##### RECORDS FOR THE EXERCISE
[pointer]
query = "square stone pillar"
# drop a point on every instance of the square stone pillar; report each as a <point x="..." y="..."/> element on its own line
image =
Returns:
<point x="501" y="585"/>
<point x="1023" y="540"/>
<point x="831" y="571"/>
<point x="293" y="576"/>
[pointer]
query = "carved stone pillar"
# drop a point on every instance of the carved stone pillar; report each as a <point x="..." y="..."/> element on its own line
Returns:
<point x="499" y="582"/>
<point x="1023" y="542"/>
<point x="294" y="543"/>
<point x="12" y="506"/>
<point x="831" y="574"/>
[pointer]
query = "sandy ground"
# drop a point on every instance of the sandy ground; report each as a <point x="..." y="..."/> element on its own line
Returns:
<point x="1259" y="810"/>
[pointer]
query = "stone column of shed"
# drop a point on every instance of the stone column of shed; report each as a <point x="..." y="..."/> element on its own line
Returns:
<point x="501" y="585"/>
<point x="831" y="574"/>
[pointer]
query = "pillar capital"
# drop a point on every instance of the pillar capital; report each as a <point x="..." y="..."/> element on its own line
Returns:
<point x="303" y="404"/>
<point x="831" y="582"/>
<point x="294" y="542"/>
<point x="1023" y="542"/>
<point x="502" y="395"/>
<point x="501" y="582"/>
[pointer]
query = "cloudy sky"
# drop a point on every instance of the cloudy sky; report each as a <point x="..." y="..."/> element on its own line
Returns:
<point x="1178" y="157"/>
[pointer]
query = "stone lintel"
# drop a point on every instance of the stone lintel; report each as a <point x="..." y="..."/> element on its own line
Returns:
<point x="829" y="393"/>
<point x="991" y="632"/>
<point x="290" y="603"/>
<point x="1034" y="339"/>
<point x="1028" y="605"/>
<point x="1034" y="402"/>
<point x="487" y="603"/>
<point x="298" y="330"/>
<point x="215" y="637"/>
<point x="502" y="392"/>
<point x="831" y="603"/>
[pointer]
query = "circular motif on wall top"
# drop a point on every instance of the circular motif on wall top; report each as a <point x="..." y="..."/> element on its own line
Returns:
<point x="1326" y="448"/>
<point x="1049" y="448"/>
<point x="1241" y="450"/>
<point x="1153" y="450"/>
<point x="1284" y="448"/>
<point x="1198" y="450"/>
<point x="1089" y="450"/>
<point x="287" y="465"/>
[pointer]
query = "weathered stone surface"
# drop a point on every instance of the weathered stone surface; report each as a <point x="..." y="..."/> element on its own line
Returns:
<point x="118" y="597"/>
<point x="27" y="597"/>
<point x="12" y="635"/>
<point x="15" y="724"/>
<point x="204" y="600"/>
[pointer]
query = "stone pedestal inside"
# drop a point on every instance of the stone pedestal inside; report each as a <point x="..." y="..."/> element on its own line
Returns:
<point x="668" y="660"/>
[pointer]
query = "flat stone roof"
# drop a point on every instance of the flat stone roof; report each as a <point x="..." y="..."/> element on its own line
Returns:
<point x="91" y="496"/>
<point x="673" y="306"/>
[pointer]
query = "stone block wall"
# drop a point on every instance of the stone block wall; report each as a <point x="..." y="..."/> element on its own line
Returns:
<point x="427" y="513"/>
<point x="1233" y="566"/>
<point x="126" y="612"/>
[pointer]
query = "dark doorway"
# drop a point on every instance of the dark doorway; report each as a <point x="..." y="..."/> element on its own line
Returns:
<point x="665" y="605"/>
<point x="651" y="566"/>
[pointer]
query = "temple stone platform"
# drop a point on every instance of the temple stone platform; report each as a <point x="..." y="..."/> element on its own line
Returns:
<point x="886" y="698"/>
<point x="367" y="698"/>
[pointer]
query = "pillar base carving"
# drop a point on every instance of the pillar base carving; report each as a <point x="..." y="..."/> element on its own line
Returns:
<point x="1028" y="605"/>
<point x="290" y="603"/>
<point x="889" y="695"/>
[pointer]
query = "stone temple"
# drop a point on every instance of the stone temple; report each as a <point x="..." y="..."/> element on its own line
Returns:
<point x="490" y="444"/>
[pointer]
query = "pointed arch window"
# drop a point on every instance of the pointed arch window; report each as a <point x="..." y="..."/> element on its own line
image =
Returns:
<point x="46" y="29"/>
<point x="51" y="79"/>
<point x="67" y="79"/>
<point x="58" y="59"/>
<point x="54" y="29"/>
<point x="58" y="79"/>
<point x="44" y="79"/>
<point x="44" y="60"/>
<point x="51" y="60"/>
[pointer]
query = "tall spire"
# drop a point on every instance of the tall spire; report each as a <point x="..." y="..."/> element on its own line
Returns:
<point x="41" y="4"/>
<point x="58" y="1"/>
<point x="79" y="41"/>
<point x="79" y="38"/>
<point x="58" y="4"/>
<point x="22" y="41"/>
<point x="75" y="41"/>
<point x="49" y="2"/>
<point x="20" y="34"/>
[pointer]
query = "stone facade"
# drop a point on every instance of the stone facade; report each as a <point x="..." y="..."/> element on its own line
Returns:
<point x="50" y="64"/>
##########
### TASK TO COMPLETE
Give an exact copy of all the data shown above.

### EXPECTED ANSWER
[pointer]
query = "square stone pillar"
# drop a point on every instance of the square stone pillar; report each as a <point x="..." y="..."/> element on its own line
image =
Returns:
<point x="501" y="585"/>
<point x="1023" y="540"/>
<point x="831" y="571"/>
<point x="293" y="576"/>
[pointer]
query = "carved stone pillar"
# drop a point on every instance of the carved stone pillar; report each as a <point x="..." y="..."/> element on its own line
Returns:
<point x="499" y="582"/>
<point x="1023" y="542"/>
<point x="294" y="543"/>
<point x="12" y="506"/>
<point x="831" y="574"/>
[pointer]
query = "sandy ground"
# drop a point on every instance of the sandy ground; report each as a <point x="..." y="..."/> element on its own line
Returns:
<point x="1259" y="810"/>
[pointer]
query = "stone column of shed"
# drop a point on every instance of the stone column of shed; report each as a <point x="..." y="..."/> element on its own line
Returns:
<point x="501" y="585"/>
<point x="831" y="574"/>
[pointer]
query = "pillar capital"
# drop a point on every instance of the pillar capital; report each as a <point x="..." y="..."/> element on its own line
Returns:
<point x="303" y="404"/>
<point x="831" y="582"/>
<point x="294" y="542"/>
<point x="1023" y="542"/>
<point x="502" y="395"/>
<point x="501" y="582"/>
[pointer]
query = "cloudy sky"
# drop a point on every instance of the cloudy sky; report each as a <point x="..." y="..."/> element on its own line
Returns:
<point x="1178" y="157"/>
[pointer]
query = "stone lintel"
# drop a point on every instance of the stone lintel; report each as a <point x="..." y="..."/> element on its own line
Returns:
<point x="829" y="393"/>
<point x="991" y="632"/>
<point x="290" y="603"/>
<point x="1034" y="339"/>
<point x="1028" y="605"/>
<point x="1034" y="402"/>
<point x="487" y="603"/>
<point x="298" y="330"/>
<point x="215" y="637"/>
<point x="502" y="392"/>
<point x="831" y="603"/>
[pointer]
query = "circular motif on wall top"
# drop a point on every instance of the circular motif on wall top; report each as a <point x="..." y="..."/> element on its own line
Returns:
<point x="1326" y="448"/>
<point x="1049" y="448"/>
<point x="1241" y="450"/>
<point x="1153" y="450"/>
<point x="1284" y="448"/>
<point x="1198" y="450"/>
<point x="1089" y="450"/>
<point x="287" y="465"/>
[pointer]
query = "weathered stone surface"
# drop a point on every instance of the weathered stone surface; report each as a <point x="..." y="..."/> element on its own line
Returns:
<point x="118" y="597"/>
<point x="27" y="597"/>
<point x="12" y="635"/>
<point x="15" y="724"/>
<point x="204" y="600"/>
[pointer]
query = "stone pedestal inside"
# drop a point on every instance of the stone pedestal inside; report each as a <point x="..." y="..."/> element on its own line
Returns:
<point x="668" y="660"/>
[pointer]
query = "flat stone roof"
# drop a point on every instance of the flat stone roof; report each as a <point x="..." y="..."/> element on its own line
Returns:
<point x="91" y="496"/>
<point x="673" y="306"/>
[pointer]
query = "stone block wall"
# drop a point on every instance of the stone block wall; report each as a <point x="..." y="..."/> element on its own line
Returns:
<point x="427" y="513"/>
<point x="1233" y="566"/>
<point x="126" y="612"/>
[pointer]
query = "dark doorway"
# drop a point on every instance of the dark doorway; report each as a <point x="..." y="..."/> element on its own line
Returns:
<point x="665" y="605"/>
<point x="651" y="566"/>
[pointer]
query = "temple stone platform"
# drop a point on every instance of the temple stone platform; report each as a <point x="..." y="..."/> element on its own line
Returns:
<point x="886" y="698"/>
<point x="367" y="698"/>
[pointer]
query = "pillar base carving"
# drop a point on every instance of the pillar base carving; report each as a <point x="..." y="..."/> element on its own line
Returns:
<point x="1028" y="605"/>
<point x="290" y="603"/>
<point x="889" y="695"/>
[pointer]
query = "stone temple"
# drop a point on every instance of the stone temple; report each as a <point x="..." y="..."/> element on its own line
Returns:
<point x="490" y="444"/>
[pointer]
query = "pointed arch window"
# drop a point on every instance of the pointed arch window; report each as a <point x="..." y="..."/> element on its own line
image =
Returns:
<point x="46" y="29"/>
<point x="51" y="79"/>
<point x="67" y="79"/>
<point x="58" y="59"/>
<point x="54" y="29"/>
<point x="58" y="79"/>
<point x="44" y="79"/>
<point x="44" y="60"/>
<point x="51" y="60"/>
[pointer]
query = "tall spire"
# drop a point on every instance of the tall spire; report each as a <point x="..." y="..."/> element on its own line
Returns:
<point x="41" y="4"/>
<point x="58" y="1"/>
<point x="79" y="41"/>
<point x="79" y="38"/>
<point x="58" y="4"/>
<point x="22" y="41"/>
<point x="75" y="41"/>
<point x="49" y="2"/>
<point x="20" y="34"/>
[pointer]
query = "stone facade"
# drop a point on every instance of the stone facade; report each as a <point x="..." y="..."/> element on its own line
Returns:
<point x="50" y="64"/>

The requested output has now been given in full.